> _PROBLEM TO WORK ON_: Repeat each line exactly as it is written.

:: AVAILABLE DATA

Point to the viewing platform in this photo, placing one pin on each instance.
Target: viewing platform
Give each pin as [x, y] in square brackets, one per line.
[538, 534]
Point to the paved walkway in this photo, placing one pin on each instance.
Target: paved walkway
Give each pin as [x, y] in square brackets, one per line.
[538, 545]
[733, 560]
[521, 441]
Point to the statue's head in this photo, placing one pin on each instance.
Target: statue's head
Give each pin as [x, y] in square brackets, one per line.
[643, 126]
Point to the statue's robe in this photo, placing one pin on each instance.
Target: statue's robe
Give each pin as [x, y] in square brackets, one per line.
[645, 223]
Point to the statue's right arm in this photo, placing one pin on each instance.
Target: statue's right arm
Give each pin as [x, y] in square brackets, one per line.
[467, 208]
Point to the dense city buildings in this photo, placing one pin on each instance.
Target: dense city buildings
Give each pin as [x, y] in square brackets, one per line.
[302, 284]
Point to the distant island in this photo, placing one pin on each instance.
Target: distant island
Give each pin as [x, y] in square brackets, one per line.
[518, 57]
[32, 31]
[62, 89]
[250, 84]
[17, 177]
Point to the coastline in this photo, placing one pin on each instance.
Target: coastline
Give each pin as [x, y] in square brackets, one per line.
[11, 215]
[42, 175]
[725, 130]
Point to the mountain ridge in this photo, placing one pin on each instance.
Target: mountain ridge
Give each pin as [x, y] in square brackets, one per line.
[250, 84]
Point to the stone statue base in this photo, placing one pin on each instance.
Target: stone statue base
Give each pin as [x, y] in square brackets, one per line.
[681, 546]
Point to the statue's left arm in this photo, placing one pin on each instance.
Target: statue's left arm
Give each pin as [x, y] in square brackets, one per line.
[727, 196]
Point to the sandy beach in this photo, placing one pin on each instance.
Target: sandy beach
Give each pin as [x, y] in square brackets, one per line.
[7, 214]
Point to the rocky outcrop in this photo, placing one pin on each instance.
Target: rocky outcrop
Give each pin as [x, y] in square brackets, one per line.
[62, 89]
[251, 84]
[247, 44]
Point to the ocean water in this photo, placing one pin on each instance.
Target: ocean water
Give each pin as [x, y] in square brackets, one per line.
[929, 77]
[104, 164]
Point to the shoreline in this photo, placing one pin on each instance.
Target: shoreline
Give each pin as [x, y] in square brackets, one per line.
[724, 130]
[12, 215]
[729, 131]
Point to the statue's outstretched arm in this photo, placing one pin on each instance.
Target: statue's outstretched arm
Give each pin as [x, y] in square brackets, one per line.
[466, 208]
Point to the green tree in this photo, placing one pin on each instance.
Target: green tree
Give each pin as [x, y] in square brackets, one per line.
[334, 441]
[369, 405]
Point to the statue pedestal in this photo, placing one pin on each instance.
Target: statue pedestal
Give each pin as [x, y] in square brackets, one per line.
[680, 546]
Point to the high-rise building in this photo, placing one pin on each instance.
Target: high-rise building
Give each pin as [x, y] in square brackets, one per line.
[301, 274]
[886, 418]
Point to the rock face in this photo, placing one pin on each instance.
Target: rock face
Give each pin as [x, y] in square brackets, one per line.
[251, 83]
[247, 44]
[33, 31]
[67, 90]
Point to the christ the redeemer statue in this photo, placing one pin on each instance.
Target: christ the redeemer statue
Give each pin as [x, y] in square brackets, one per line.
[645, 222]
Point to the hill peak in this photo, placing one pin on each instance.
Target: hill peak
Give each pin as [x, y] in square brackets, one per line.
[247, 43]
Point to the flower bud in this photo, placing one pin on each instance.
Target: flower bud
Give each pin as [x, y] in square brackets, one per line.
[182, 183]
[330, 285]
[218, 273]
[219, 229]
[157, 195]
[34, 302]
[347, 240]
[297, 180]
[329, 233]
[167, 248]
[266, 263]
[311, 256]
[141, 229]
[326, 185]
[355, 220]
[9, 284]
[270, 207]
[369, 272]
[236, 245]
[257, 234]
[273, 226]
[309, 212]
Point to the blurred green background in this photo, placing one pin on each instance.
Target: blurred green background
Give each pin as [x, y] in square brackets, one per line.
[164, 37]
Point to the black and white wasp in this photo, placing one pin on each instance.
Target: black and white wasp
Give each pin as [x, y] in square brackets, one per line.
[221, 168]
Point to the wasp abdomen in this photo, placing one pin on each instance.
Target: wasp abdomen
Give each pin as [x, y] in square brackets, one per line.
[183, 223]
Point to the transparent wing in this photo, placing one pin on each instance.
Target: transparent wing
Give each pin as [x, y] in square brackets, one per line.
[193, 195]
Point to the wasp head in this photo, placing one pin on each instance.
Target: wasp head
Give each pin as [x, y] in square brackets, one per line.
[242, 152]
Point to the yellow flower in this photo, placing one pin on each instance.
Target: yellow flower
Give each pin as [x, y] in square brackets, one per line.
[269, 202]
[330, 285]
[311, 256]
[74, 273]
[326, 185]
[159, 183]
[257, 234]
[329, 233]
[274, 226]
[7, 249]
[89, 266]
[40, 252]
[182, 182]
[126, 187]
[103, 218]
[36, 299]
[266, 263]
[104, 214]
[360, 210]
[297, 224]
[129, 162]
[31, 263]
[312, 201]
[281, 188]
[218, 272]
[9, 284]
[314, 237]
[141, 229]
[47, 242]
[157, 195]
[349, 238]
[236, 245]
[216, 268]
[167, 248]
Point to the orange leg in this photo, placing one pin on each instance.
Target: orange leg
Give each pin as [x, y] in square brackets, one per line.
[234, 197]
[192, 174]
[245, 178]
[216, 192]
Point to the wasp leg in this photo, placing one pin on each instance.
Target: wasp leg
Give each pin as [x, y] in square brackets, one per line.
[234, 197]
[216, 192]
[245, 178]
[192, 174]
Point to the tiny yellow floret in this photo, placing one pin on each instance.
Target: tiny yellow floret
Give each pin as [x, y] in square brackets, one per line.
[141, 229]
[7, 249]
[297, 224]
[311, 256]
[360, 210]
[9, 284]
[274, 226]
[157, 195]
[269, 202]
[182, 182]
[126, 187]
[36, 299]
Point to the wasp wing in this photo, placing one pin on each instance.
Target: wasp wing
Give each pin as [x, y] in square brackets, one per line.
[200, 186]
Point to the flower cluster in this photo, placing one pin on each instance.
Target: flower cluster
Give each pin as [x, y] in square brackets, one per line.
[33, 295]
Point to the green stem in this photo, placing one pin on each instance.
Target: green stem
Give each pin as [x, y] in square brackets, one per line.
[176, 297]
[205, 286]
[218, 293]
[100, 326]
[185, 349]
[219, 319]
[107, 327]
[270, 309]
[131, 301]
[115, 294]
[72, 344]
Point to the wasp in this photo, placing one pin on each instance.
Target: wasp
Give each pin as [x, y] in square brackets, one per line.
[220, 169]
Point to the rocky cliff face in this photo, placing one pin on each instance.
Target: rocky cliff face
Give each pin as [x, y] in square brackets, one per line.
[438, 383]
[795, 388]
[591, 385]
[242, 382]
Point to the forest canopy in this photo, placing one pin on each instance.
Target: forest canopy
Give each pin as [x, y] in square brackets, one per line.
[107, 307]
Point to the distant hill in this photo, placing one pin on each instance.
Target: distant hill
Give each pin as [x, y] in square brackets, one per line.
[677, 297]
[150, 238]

::::

> _EXERCISE ANSWER_:
Point to the viewing platform in this photo, placing one pin on each instance.
Target: viewing platform
Give each pin as [x, y] in square brackets, one per line.
[538, 534]
Point to the paved walkway in this photo, placing one pin on each instance.
Target: paved walkway
Give each pin as [x, y] in square brackets, one per line.
[538, 545]
[733, 560]
[521, 441]
Point to the statue's head in this photo, placing one pin on each instance.
Target: statue's head
Give each pin as [x, y] in square brackets, one per line.
[643, 126]
Point to the statue's robe in this photo, placing one pin on each instance.
Target: statue's robe
Give each pin as [x, y] in square brackets, one per line.
[645, 223]
Point to the statue's right arm in this photo, placing one pin on each instance.
Target: statue's right arm
Give each pin as [x, y] in square brackets, one per line.
[467, 208]
Point to the dense city buildings in this photo, placing one pin on each instance.
Target: dense city buildings
Give each pin as [x, y] in square brackets, one per line.
[302, 284]
Point to the distant island in this photo, placing one pin on each instance.
Target: distant island
Give each pin as [x, y] in square brackets, one per line.
[518, 57]
[32, 31]
[62, 89]
[250, 84]
[17, 177]
Point to the coastline in this photo, placing one pin on each instance.
Target: coastline
Give each pin as [x, y] in square brackets, one per line.
[11, 215]
[42, 175]
[725, 130]
Point to the mountain ridge in this photo, placing one pin on each instance.
Target: mountain ridge
Give each pin as [x, y] in square brackets, one per line.
[250, 84]
Point to the stone statue base in this photo, placing one pin on each instance.
Target: stone statue base
Give each pin as [x, y] in square brackets, one per line.
[681, 546]
Point to the statue's left arm in this photo, placing one pin on each instance.
Target: statue's left arm
Give each pin as [x, y] in square brackets, one per line.
[727, 196]
Point to the sandy beach in this photo, placing one pin on each instance.
Target: sandy beach
Give each pin as [x, y] in square brackets, one per line.
[7, 214]
Point to the rocky outcrop in this photo, placing one pin on each instance.
Target: rocky outcrop
Give each pin as [x, y] in square brackets, one per line.
[62, 89]
[251, 84]
[247, 44]
Point to the ocean water in this photo, placing one pin on each instance.
Target: ocean water
Give each pin as [x, y] in square brackets, one per line.
[929, 77]
[104, 164]
Point to the shoreline in this photo, placing one pin on each instance.
Target: shoreline
Give each pin as [x, y] in square brackets, one per line.
[724, 130]
[12, 215]
[729, 131]
Point to the statue's outstretched arm in this photo, placing one pin on each instance.
Target: statue's outstretched arm
Give each pin as [x, y] in square brackets, one per line.
[466, 208]
Point to the green tree in this photo, placing one pin on each instance.
Target: green tree
Give each pin as [x, y] in square brackets, one per line.
[334, 441]
[369, 405]
Point to the statue pedestal in this photo, placing one pin on each instance.
Target: statue pedestal
Give each pin as [x, y] in square brackets, one per line.
[680, 546]
Point to the high-rise building in this photo, placing one pin on each instance.
Target: high-rise building
Give each pin as [x, y] in square brackets, one per line.
[301, 274]
[886, 418]
Point to the rock face in this photo, placing one pin on each instance.
Target: rock face
Give each pin as [x, y] in square brackets, one per line.
[251, 83]
[247, 44]
[33, 31]
[67, 90]
Point to the christ the redeemer statue in this photo, placing one pin on each instance.
Target: christ the redeemer statue
Give each pin as [x, y] in square brackets, one per line.
[645, 222]
Point to the hill peak in this photo, placing one pin on each instance.
Target: hill peak
Give each pin as [x, y] in square brackets, one per line.
[247, 43]
Point to the flower bud in this photo, placing one pin on each instance.
Target: flower bud
Give each pin as [x, y] in square brackets, one per line.
[182, 183]
[330, 285]
[218, 273]
[219, 229]
[157, 195]
[34, 302]
[347, 240]
[297, 180]
[329, 233]
[167, 248]
[266, 263]
[311, 256]
[141, 229]
[326, 185]
[355, 220]
[9, 284]
[270, 207]
[369, 272]
[236, 245]
[257, 234]
[273, 226]
[309, 212]
Point to the blurred green background in this photo, placing one pin on each instance.
Target: blurred green background
Give each pin as [x, y] in square brackets, one per line.
[164, 37]
Point to the black and white wasp in this photo, placing one pin on each instance.
Target: black and white wasp
Give each pin as [x, y] in square brackets, one per line.
[221, 168]
Point to the wasp abdomen in this photo, placing one pin on each instance.
Target: wasp abdomen
Give each pin as [x, y] in square brackets, one per line.
[183, 223]
Point to the transparent wing in this photo, placing one pin on each instance.
Target: transparent wing
Give each pin as [x, y] in square brackets, one per line.
[193, 195]
Point to the wasp head in this photo, placing one pin on each instance.
Target: wasp head
Give each pin as [x, y] in square brackets, one per line.
[242, 152]
Point to the yellow flower in this photo, placing one pin on each instance.
Target: yellow flower
Give each pin as [x, y] in square brackets, one per line.
[269, 202]
[330, 285]
[311, 256]
[74, 273]
[326, 185]
[159, 183]
[257, 234]
[329, 233]
[274, 226]
[7, 249]
[89, 266]
[40, 252]
[182, 182]
[126, 187]
[103, 218]
[36, 299]
[266, 263]
[104, 214]
[360, 210]
[297, 224]
[129, 162]
[31, 263]
[312, 201]
[281, 188]
[218, 272]
[9, 284]
[314, 237]
[141, 229]
[47, 242]
[157, 195]
[349, 238]
[236, 245]
[216, 268]
[167, 248]
Point to the orange leg in this photo, placing one pin on each instance.
Target: orange leg
Give each pin as [x, y] in square brackets, one per line.
[234, 197]
[192, 174]
[245, 178]
[216, 192]
Point to the wasp leg in this photo, placing one pin on each instance.
Target: wasp leg
Give each pin as [x, y] in square brackets, one per line.
[234, 197]
[216, 192]
[245, 178]
[192, 174]
Point to the tiny yellow floret in this photo, placing one pin on each instance.
Target: tiny yellow floret
Give each pin as [x, y] in square brackets, one per line.
[141, 229]
[7, 249]
[297, 224]
[311, 256]
[360, 210]
[9, 284]
[274, 226]
[157, 195]
[269, 202]
[182, 182]
[126, 187]
[36, 299]
Point to the wasp wing in this photo, placing one pin on each instance.
Target: wasp wing
Give each pin as [x, y] in square brackets, one per line.
[200, 186]
Point to the flower cluster in this photo, placing one pin on each instance.
Target: flower cluster
Give each pin as [x, y] in square brackets, one per line.
[33, 295]
Point to the green stem in this photo, placing one pin on each instance.
Target: green stem
Give each pin as [x, y] in square brackets, one per line.
[176, 297]
[205, 286]
[218, 293]
[100, 326]
[185, 349]
[219, 319]
[107, 327]
[270, 309]
[131, 301]
[115, 294]
[72, 344]
Point to the wasp in this photo, placing one pin on each instance.
Target: wasp
Give each pin as [x, y] in square brackets, one per line.
[220, 169]
Point to the rocky cliff face in this photo, placing one pin on each instance.
Target: rocky cliff face
Give each pin as [x, y] in square brackets, one per line.
[438, 383]
[795, 388]
[591, 385]
[242, 382]
Point to the forest canopy in this photo, placing one pin on each instance.
Target: forest canopy
Give each pin as [x, y] in square brackets, one per line.
[107, 307]
Point to the distant hill in this photo, placing one pin on each instance.
Target: distant hill
Give each pin as [x, y] in square brackets, one per line.
[677, 297]
[150, 238]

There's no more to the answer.